Exercise directions ::
Repeat each entry below exactly as it stands.

[[ Input records open ]]

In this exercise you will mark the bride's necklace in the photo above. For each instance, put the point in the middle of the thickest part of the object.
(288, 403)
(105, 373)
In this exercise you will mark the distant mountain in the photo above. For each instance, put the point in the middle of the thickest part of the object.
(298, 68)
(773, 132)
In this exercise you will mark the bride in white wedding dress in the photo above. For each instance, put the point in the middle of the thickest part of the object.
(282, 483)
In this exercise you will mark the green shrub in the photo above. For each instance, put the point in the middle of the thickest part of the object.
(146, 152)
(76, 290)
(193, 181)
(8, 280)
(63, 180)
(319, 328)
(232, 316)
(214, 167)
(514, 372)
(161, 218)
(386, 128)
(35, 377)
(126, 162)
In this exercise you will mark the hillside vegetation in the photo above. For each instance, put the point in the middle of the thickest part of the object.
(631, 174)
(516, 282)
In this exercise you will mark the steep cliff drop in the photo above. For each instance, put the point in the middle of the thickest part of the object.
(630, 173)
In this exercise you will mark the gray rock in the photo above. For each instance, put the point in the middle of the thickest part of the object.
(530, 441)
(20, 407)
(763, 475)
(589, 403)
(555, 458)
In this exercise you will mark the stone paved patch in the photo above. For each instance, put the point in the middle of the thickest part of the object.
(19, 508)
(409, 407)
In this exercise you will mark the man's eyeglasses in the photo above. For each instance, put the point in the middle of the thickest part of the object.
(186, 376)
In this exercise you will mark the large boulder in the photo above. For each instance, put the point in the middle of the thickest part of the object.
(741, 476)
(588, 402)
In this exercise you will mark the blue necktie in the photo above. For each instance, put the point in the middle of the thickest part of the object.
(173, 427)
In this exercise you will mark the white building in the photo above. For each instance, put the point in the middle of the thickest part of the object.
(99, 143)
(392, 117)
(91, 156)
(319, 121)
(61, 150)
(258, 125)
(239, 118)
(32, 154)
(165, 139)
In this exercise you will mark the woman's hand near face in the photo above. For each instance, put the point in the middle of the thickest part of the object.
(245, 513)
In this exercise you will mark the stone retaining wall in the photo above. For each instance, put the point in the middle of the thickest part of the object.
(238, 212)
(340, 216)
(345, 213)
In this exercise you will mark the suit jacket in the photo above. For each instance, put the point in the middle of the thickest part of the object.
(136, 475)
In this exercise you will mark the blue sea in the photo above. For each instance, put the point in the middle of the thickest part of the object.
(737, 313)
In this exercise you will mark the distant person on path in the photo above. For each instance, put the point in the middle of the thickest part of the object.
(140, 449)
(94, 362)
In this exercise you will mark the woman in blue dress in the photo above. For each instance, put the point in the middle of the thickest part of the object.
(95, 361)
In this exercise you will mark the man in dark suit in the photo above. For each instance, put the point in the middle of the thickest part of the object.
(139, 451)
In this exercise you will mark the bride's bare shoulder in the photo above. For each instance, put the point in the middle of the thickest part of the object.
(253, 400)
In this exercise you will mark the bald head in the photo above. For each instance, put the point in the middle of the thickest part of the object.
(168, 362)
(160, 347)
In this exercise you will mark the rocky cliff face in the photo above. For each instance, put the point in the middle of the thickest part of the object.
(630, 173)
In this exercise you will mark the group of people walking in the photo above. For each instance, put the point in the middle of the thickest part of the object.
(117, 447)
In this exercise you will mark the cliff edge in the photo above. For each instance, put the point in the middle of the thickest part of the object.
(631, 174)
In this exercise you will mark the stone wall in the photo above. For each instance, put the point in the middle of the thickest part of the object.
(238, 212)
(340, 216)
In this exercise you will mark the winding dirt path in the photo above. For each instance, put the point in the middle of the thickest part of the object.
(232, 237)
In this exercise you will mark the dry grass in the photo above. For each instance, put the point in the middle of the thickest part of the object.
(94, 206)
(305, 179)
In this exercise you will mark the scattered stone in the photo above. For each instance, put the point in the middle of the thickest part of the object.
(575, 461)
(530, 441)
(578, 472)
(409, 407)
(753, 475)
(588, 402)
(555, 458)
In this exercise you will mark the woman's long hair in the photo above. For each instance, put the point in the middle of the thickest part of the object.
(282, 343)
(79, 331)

[[ Input records closed ]]

Exercise result ::
In this exercise you will mark the bride's necklace in the photo above. For each instance, put the point in the middle of the thickest part of the object.
(288, 403)
(105, 373)
In this exercise you will mark the distant mountain in the photo above. For each instance, put the point in the middle of the thickest part of the object.
(298, 68)
(773, 132)
In this exercise you will mark the bride in white wedding dress in the photo above. For each instance, put the point in the middle of the thickest part of the object.
(282, 483)
In this exercise you will mark the green shrub in the photo above. For each instance, put the point in the middle of the thickest part of the object.
(146, 152)
(76, 290)
(193, 181)
(8, 280)
(63, 180)
(319, 328)
(232, 316)
(214, 167)
(514, 372)
(161, 218)
(386, 128)
(35, 377)
(126, 162)
In this exercise you will mark the hillside vegetation in the photo above. For each instance, put the point in the middle of the thickest part of the object.
(631, 174)
(516, 282)
In this exercise you will mark the steep cliff drop in the photo above. For each instance, put the point in the middle of the thickest part of the object.
(630, 173)
In this exercise you will mark the gray rock in the photo above. For each instance, put the point in the middle of the thickest part of the object.
(530, 441)
(20, 407)
(763, 475)
(589, 403)
(555, 458)
In this exercise you will mark the stone paved patch in the photo above. For each instance, put the point in the middle of the thickest part of the object.
(19, 508)
(409, 407)
In this exercise you will mark the man's eyeglasses in the photo above. For each instance, put the point in the middle of the thickest part of the object.
(186, 376)
In this exercise you will mark the large boulder in the photo above. For each instance, put the point in the middle of the thickest part of the object.
(741, 476)
(588, 402)
In this exercise you will mark the blue necktie in the photo above. For each instance, put the point in the middle of the thickest part of the object.
(173, 427)
In this exercise you will mark the white building in the photo above. For each instance, put the point in the middle of the thickest part of the object.
(99, 143)
(392, 117)
(91, 156)
(319, 121)
(61, 150)
(258, 125)
(239, 118)
(32, 154)
(165, 139)
In this exercise you will mark the woman's hand near face in the photo above. For each instance, put the point in the middle of the thickest part of the object.
(245, 513)
In this exercise you will mark the stone retaining wall in the photo above. For each instance, put the point in the middle of the thickest part of the object.
(238, 212)
(340, 216)
(345, 213)
In this exercise you will mark the suit jacket in the photo above. For each instance, put the point in the middle of the thickest part of the object.
(136, 475)
In this exercise you will mark the blue sea in the photo above. For each instance, put the point in the middle of the thickest part of the object.
(737, 313)
In this exercise you will mark the distant person on path in the photo above. For each instance, put the point in the middle of the thickest part of the object.
(140, 449)
(94, 362)
In this exercise you will mark the woman in blue dress in the photo above. For each instance, put the point in the middle of the thickest part of the object.
(95, 361)
In this exercise you will mark the man in dark suit in the photo above. For each instance, put the point in the middle of the thickest part of the object.
(139, 451)
In this exercise you will mark the bride's bare shoulder in the photo above. For each instance, put the point in the middle of the thickest part of the object.
(253, 400)
In this exercise you will mark the bald head in the photo above. For each instance, put the point in the middle of the thickest part of the object.
(168, 362)
(160, 347)
In this exercise you will mark the rocky cliff face in the photo above. For each instance, put the point in the middle of the thickest part of the object.
(630, 173)
In this exercise you will mark the group of people walking in the photo above. For each instance, put the point in the middle of the thickest part of the object.
(117, 447)
In this exercise you will mark the cliff edge in the photo above. For each instance, put the point in the middle of the thickest part of the object.
(631, 174)
In this exercise you will mark the stone wall in the photo above. For each instance, put the point in the middle of the thickest part of the object.
(238, 212)
(340, 216)
In this exercise you will mark the winding dirt path in the photo above. For each instance, put the point in the middle of the thickest part of the object.
(232, 237)
In this exercise you will mark the dry grass in the photo above. For each instance, put the point in the middle of the thickest part of the object.
(94, 206)
(305, 179)
In this exercise you will mark the scattered stone in the photo above. For each instance, put the point in the middle of the thickest part of the object.
(575, 461)
(530, 441)
(578, 472)
(409, 407)
(753, 475)
(588, 402)
(555, 458)
In this exercise you will mark the woman's long hair in the photo above. For each instance, put the point in the middle of the thickest part of the object.
(282, 343)
(79, 331)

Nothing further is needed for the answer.